## GOAL OF THE EXERCISE
In the records below, locate the line containing "Would you mind indicating the navy blue", then extract it and all following lines exactly, ending with the last line.

## TASK MATERIAL
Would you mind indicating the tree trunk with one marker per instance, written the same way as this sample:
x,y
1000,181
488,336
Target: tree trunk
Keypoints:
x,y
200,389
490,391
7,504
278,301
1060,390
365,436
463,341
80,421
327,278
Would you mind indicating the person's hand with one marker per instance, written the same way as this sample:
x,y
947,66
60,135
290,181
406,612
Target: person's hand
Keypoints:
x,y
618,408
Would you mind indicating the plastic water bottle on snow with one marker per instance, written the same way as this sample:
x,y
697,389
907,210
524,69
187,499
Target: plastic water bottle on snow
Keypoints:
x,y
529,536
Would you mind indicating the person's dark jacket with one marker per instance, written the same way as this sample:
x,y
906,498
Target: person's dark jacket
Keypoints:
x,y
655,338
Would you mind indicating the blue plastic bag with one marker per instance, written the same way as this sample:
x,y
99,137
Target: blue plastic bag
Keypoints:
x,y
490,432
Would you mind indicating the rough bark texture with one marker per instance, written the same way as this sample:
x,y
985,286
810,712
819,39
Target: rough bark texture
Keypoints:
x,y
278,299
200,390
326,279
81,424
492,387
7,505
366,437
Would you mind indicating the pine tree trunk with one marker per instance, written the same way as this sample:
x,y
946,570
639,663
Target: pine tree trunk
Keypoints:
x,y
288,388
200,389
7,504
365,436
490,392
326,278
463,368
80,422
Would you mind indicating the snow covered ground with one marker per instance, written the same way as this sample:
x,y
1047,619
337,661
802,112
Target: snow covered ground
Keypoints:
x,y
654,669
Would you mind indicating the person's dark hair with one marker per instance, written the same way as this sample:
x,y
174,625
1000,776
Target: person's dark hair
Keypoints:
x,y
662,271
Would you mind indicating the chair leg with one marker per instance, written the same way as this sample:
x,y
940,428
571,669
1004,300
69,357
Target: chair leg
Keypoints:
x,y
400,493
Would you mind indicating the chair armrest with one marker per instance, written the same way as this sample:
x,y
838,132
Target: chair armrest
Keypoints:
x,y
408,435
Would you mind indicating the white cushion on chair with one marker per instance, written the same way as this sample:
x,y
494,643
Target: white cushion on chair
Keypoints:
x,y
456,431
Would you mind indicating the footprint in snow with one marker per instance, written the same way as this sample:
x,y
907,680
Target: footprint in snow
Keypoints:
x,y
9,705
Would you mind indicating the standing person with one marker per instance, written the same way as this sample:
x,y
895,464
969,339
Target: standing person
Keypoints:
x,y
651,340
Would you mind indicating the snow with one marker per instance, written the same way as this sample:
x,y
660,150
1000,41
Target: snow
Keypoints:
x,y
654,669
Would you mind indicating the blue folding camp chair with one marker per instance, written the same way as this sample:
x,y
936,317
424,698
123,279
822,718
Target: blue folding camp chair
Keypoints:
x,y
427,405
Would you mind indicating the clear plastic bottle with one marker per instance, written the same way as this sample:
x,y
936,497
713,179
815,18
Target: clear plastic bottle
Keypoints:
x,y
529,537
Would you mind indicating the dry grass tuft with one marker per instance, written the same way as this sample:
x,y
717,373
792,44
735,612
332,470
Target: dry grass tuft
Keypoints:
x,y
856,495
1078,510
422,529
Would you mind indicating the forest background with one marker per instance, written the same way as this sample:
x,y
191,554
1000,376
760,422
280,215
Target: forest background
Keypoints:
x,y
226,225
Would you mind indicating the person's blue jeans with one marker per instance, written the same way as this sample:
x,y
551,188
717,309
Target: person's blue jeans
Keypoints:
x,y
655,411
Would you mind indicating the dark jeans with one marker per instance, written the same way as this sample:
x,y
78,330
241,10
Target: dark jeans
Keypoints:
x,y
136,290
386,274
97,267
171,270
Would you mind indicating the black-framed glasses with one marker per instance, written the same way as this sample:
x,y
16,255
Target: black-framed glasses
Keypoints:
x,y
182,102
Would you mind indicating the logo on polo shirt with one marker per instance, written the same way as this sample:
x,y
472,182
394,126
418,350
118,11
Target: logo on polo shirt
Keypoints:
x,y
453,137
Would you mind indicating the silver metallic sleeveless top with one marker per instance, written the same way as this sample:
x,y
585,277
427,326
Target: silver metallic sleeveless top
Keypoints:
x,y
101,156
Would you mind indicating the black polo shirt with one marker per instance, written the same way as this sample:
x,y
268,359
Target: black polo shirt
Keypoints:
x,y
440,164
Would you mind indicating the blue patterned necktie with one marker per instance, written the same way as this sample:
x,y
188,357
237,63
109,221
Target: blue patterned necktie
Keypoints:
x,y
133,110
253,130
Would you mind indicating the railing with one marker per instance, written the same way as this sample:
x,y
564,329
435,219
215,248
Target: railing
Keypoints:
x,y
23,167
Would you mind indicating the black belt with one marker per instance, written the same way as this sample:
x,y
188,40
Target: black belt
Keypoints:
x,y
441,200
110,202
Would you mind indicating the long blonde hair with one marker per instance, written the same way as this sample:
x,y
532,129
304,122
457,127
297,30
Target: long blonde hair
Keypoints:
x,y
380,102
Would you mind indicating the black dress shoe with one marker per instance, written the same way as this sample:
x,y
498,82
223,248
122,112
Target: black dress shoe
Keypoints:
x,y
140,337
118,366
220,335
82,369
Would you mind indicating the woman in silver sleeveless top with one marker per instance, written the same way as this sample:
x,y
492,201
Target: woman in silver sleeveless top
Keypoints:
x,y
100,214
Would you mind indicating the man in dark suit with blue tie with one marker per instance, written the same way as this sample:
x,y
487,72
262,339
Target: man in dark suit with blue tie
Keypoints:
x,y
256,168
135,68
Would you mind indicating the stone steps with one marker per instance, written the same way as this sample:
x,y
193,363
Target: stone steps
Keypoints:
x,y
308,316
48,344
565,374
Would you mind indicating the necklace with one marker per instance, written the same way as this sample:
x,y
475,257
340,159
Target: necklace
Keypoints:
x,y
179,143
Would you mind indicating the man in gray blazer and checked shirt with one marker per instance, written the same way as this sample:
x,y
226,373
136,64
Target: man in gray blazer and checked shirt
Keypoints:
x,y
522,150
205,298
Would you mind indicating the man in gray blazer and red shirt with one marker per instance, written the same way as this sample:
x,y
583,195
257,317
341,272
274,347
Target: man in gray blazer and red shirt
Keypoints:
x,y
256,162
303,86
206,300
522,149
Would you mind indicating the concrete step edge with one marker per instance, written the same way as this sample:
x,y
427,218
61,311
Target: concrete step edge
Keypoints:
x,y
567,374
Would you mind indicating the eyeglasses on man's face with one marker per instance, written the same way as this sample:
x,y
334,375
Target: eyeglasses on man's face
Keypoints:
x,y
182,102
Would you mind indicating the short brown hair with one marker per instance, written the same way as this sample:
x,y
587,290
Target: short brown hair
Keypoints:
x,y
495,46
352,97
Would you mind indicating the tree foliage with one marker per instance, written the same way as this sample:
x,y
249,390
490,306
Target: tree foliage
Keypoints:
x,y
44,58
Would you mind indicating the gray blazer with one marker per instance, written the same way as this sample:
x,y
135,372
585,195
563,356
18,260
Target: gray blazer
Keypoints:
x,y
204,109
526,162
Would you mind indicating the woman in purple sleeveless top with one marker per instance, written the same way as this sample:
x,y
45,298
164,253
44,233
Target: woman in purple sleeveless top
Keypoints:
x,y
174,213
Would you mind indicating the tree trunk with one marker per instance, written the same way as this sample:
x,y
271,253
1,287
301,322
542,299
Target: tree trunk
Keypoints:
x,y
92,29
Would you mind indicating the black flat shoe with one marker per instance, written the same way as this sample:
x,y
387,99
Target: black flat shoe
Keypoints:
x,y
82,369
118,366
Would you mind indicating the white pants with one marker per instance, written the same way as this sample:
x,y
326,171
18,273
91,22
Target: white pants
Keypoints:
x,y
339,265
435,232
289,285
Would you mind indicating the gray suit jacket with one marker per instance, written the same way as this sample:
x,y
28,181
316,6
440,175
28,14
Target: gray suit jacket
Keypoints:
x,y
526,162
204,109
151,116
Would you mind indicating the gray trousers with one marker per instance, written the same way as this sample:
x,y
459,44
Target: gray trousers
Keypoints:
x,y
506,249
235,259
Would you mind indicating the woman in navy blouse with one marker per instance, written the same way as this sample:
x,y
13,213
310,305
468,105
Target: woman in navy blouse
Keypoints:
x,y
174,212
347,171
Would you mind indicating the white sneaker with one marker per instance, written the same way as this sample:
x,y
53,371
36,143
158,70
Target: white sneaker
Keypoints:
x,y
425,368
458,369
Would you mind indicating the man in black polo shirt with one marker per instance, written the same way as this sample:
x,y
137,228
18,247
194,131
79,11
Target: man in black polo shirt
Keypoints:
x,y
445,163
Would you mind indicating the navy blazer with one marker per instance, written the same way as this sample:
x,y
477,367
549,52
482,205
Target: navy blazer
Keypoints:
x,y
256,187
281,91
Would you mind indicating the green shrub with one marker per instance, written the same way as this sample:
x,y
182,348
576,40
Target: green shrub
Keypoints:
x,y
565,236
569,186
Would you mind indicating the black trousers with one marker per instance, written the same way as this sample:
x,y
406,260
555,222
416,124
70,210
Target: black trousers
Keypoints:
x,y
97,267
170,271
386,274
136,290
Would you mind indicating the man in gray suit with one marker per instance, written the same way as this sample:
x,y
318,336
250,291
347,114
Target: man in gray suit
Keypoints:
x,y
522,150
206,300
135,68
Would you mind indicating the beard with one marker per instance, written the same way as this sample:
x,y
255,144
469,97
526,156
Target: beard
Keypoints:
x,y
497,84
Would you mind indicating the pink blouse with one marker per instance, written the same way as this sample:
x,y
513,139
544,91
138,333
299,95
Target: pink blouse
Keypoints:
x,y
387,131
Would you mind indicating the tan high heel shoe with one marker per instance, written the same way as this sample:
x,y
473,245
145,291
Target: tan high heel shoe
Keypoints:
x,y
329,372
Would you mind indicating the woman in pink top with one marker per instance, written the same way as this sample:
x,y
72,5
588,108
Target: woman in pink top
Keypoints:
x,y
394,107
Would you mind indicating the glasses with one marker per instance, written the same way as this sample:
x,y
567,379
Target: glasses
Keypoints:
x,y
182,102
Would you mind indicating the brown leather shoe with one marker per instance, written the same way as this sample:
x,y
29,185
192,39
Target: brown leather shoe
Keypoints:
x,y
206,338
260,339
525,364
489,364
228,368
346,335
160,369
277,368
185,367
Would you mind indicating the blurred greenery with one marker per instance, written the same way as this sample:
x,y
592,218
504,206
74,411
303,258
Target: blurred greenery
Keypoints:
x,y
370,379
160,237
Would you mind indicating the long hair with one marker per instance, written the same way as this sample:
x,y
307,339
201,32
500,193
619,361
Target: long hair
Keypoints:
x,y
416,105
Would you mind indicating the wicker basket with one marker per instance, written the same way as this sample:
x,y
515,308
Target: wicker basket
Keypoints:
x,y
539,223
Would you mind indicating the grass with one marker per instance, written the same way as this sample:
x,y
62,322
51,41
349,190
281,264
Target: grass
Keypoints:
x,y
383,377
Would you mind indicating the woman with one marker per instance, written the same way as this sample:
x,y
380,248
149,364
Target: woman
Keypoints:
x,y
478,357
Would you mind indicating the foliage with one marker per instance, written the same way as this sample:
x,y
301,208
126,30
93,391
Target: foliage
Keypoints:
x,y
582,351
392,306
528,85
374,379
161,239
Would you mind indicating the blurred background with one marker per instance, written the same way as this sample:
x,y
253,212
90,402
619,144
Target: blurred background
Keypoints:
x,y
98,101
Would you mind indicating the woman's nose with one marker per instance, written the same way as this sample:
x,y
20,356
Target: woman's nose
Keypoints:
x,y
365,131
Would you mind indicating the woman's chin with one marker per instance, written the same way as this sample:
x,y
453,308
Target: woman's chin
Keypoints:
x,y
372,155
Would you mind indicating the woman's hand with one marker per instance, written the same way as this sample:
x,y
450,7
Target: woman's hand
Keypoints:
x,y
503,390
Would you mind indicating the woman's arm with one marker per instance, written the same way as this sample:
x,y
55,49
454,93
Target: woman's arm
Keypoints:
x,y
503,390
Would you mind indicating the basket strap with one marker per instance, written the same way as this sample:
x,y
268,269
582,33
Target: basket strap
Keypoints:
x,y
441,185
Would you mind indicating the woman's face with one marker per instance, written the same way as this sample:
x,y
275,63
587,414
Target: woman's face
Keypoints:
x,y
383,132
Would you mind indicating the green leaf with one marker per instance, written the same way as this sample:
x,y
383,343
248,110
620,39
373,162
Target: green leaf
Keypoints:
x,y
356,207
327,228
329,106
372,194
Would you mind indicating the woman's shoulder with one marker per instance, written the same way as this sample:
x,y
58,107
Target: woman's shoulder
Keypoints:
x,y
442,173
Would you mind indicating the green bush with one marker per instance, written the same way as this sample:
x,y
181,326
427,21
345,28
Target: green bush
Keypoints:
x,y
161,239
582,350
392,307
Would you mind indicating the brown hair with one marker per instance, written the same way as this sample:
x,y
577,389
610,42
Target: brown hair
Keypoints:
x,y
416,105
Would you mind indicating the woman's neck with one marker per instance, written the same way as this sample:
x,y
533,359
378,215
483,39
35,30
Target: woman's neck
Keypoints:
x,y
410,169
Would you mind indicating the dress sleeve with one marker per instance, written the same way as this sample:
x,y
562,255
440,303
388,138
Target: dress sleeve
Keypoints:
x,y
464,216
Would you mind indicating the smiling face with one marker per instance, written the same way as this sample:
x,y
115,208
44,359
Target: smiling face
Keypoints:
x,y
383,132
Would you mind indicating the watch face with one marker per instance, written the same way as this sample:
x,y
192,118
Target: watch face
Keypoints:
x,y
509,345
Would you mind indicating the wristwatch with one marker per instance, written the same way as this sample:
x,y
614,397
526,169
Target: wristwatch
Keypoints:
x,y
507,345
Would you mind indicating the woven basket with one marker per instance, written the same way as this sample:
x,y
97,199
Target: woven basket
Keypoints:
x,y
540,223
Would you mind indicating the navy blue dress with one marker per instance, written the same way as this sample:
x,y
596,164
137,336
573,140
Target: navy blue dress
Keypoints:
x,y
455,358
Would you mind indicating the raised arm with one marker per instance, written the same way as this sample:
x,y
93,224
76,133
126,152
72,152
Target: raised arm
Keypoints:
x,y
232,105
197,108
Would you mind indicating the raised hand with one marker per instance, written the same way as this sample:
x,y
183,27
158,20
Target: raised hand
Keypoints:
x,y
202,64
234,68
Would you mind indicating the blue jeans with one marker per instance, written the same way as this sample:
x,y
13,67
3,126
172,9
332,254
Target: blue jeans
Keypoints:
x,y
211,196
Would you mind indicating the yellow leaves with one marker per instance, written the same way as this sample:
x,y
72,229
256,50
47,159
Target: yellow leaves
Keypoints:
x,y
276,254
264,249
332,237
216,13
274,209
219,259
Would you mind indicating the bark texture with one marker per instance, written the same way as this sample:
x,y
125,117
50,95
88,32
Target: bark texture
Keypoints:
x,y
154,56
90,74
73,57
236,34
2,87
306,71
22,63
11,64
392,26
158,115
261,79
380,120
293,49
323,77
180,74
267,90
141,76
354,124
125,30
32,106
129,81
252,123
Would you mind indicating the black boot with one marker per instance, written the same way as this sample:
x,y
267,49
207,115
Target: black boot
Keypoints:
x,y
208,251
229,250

## FINAL RESULT
Would you mind indicating the navy blue dress with one marker per instance, written the same way as this sample:
x,y
596,164
137,336
573,140
Target: navy blue dress
Keypoints:
x,y
455,358
Would you mind indicating the raised arm with one marker per instance, written the same way as this sample:
x,y
93,224
76,133
126,152
72,152
Target: raised arm
Keypoints:
x,y
232,105
197,108
Would you mind indicating the raised hand with one marker per instance, written the same way as this sample:
x,y
183,27
158,20
Target: raised hand
Keypoints:
x,y
202,64
234,68
Would you mind indicating the blue jeans with one marker per instance, written the same way as this sample:
x,y
13,67
3,126
172,9
332,254
Target: blue jeans
Keypoints:
x,y
211,196
Would you mind indicating the yellow leaves with one marker per instance, written the same way as this sample:
x,y
72,229
256,50
47,159
Target: yellow leaves
Keypoints:
x,y
276,254
264,249
332,237
216,13
274,209
219,259
Would you mind indicating the bark texture with one marker per instance, written the same way as this sample:
x,y
125,117
50,95
88,32
Target: bark texture
Keypoints:
x,y
154,56
90,74
73,57
236,34
2,87
306,71
22,63
11,64
392,26
158,115
261,79
380,120
293,49
323,77
180,74
267,90
141,76
354,124
125,30
32,106
129,81
252,123
Would you mind indicating the black boot with one marker per instance, written the same way as this sample:
x,y
267,49
207,115
Target: black boot
Keypoints:
x,y
208,251
229,250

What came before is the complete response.